**Extracted text**
-=-=-=-=-

Week 8: Irrationality

Weakness of Will

GAGE neurocomputational model of decision making.

From P. Thagard, The Moral Psychology of Conflicts of Interest:

If the decision whether to eat or exercise were made simply by a rational calculation that maximizes expected outcomes, it would primarily be made in the prefrontal cortex, wherein resides the bulk of our linguistic and mathematical abilities. But evidence from functional magnetic resonance imaging suggests that decisions involving immediately available rewards involve parts of the limbic system associated with the midbrain dopamine system. In particular, the nucleus accumbens is well known to be involved in rewards involving food, alcohol, drugs, and sex. Hence the reason that people suffer from weakness of will is that their decisions are not driven by rational calculation about long term results, but rather by activity in emotionally powerful brain areas such as the nucleus accumbens that respond to immediate stimuli. Without conscious awareness of what is going on in our brains, most people have been in situations where the prefrontal cortex says no, but the nucleus accumbens says yes, yes, yes. Weakness of will is a natural consequence of how our brains are organized to sometimes give priority to motivational rather than cognitive influences.

Motivated Irrationality

The RIM Park scandal.

-=-=-=-=-

**Data for processing**
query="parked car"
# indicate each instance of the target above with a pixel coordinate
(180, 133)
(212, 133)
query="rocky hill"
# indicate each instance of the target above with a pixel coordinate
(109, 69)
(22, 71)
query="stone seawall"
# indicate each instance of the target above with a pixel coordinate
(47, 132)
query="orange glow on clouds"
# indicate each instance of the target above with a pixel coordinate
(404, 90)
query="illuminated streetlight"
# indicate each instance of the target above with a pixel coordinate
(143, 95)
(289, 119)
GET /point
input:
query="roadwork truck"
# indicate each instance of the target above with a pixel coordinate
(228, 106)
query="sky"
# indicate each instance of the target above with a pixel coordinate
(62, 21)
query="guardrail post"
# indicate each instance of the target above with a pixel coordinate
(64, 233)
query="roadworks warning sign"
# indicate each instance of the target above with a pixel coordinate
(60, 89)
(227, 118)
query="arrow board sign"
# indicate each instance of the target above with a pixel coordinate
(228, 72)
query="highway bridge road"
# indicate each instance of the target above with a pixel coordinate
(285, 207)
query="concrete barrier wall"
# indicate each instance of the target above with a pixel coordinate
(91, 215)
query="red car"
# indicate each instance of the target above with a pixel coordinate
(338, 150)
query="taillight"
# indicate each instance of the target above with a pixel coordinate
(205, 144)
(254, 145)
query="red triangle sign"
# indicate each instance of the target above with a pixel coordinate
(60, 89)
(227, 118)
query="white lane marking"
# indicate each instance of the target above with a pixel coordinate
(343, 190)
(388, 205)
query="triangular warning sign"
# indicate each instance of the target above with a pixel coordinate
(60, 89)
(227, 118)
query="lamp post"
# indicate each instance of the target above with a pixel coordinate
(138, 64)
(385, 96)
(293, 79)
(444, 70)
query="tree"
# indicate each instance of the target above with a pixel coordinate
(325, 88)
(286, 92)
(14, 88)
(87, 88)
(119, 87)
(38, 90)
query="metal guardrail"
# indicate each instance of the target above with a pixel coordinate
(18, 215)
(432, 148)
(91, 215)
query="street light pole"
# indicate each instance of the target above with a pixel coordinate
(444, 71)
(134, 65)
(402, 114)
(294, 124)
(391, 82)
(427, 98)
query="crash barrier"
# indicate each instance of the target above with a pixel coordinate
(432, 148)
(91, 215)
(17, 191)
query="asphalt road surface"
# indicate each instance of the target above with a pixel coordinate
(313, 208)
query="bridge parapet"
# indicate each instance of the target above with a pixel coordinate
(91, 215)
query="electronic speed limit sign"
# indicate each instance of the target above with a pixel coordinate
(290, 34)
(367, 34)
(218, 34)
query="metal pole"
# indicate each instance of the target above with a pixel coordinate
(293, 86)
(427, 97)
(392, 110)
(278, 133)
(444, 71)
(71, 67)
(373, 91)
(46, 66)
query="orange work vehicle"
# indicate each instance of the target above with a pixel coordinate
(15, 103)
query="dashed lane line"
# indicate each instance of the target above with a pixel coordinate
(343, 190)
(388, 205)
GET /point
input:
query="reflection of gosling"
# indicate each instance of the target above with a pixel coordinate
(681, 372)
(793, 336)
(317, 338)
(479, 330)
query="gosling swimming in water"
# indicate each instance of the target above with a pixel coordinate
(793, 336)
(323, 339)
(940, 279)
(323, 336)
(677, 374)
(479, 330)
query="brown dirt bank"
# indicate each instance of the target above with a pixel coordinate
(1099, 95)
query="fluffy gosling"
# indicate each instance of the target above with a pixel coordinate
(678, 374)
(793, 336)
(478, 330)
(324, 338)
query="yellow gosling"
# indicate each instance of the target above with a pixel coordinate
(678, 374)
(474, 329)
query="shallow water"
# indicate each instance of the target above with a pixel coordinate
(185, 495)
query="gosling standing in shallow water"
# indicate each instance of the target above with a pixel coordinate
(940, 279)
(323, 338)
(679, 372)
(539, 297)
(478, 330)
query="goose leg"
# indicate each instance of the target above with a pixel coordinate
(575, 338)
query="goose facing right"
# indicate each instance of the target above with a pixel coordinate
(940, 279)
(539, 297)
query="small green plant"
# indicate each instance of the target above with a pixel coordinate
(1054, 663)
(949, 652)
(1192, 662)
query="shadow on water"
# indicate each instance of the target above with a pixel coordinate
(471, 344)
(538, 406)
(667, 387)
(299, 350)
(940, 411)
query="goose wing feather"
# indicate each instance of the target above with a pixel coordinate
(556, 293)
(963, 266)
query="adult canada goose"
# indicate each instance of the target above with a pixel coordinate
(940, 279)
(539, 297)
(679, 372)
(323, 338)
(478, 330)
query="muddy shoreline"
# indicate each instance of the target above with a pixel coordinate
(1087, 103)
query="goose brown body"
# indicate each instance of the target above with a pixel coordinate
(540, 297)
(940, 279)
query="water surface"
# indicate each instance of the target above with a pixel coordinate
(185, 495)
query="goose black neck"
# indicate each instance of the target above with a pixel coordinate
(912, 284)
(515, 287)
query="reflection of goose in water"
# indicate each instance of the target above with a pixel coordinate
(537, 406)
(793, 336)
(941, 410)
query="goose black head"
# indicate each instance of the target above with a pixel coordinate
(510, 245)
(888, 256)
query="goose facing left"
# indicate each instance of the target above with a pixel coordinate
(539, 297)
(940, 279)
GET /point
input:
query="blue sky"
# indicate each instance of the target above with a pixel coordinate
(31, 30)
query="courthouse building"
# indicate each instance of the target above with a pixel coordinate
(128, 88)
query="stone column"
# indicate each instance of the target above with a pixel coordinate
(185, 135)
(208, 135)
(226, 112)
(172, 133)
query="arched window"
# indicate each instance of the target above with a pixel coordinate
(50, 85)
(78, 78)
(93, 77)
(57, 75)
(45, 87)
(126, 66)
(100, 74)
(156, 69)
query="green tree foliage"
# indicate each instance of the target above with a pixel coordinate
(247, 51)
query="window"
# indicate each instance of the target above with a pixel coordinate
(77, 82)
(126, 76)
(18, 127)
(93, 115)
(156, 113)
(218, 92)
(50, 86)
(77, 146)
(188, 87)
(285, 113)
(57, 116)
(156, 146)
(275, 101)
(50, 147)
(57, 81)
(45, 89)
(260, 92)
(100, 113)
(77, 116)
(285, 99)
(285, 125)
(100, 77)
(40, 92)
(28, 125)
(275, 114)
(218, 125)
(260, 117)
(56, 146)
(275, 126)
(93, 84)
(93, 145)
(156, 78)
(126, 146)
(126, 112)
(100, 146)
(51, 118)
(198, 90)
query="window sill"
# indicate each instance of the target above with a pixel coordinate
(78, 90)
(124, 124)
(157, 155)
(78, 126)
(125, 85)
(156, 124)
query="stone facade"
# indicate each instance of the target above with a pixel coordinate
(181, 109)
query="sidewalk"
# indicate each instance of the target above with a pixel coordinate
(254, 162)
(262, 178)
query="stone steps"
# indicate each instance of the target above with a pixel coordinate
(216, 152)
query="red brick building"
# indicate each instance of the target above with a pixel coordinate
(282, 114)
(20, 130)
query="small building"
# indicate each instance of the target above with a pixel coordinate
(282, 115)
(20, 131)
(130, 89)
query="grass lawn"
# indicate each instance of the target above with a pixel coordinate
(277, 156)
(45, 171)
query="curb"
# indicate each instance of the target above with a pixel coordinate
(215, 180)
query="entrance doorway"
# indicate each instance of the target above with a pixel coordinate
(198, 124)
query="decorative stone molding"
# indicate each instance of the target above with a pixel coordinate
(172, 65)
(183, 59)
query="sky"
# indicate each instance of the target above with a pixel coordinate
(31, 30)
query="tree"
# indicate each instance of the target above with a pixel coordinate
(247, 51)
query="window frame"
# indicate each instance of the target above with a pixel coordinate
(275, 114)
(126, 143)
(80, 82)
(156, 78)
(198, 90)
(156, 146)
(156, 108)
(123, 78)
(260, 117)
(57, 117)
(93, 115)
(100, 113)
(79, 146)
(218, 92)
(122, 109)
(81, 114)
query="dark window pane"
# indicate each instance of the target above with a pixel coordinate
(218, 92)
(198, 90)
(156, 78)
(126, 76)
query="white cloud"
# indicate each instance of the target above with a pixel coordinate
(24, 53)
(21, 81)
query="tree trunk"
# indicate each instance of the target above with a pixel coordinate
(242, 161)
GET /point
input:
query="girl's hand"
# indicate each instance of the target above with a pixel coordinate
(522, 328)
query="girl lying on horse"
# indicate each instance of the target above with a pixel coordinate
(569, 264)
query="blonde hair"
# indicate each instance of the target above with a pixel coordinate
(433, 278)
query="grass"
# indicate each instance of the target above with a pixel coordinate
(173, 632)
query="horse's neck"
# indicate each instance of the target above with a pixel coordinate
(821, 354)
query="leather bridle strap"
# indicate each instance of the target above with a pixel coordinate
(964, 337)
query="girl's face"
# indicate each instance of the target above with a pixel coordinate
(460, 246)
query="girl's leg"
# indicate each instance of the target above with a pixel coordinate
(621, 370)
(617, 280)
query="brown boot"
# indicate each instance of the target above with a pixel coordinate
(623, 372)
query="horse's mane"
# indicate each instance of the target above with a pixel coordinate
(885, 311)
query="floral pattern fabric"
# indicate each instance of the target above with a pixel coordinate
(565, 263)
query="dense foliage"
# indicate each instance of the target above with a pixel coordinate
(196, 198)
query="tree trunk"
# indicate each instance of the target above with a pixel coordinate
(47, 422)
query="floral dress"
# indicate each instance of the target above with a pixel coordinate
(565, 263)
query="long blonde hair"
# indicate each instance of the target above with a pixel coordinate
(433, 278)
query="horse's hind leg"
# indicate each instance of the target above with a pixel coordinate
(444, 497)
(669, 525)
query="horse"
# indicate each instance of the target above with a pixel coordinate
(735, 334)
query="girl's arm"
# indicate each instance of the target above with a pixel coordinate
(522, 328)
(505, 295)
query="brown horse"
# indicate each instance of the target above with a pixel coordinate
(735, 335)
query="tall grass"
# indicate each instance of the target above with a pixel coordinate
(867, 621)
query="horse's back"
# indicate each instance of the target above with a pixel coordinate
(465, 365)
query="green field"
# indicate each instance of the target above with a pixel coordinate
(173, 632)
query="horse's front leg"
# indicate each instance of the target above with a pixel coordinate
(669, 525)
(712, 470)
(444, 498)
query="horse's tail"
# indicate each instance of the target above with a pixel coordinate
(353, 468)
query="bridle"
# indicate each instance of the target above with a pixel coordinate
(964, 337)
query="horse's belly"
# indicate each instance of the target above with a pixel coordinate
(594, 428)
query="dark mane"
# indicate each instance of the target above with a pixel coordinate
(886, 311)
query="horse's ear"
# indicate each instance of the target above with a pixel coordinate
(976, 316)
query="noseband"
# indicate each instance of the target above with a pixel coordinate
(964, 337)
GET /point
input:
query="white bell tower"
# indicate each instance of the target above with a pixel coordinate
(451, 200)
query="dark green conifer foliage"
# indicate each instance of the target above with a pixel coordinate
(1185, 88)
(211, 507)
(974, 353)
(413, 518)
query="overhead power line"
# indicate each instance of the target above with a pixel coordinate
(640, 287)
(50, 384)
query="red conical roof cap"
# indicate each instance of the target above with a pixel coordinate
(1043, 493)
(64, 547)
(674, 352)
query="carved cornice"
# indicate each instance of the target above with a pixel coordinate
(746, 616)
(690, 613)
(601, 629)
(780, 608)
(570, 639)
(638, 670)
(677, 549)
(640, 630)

-=-=-=-=-

**Task instructions**
1. Answer these questions using the Week 8 irrationality notes:
(a) What model is named under the heading "Weakness of Will"?
(b) According to the quoted passage, which brain region holds the bulk of our linguistic and mathematical abilities?
(c) What scandal is listed under "Motivated Irrationality"?
2. How many lines of the listing contain the string "brown", counting case-sensitively? Reply with the number alone.

**Responses to the exercise**
1.
(a) The GAGE neurocomputational model of decision making.
(b) The prefrontal cortex.
(c) The RIM Park scandal.

2. 4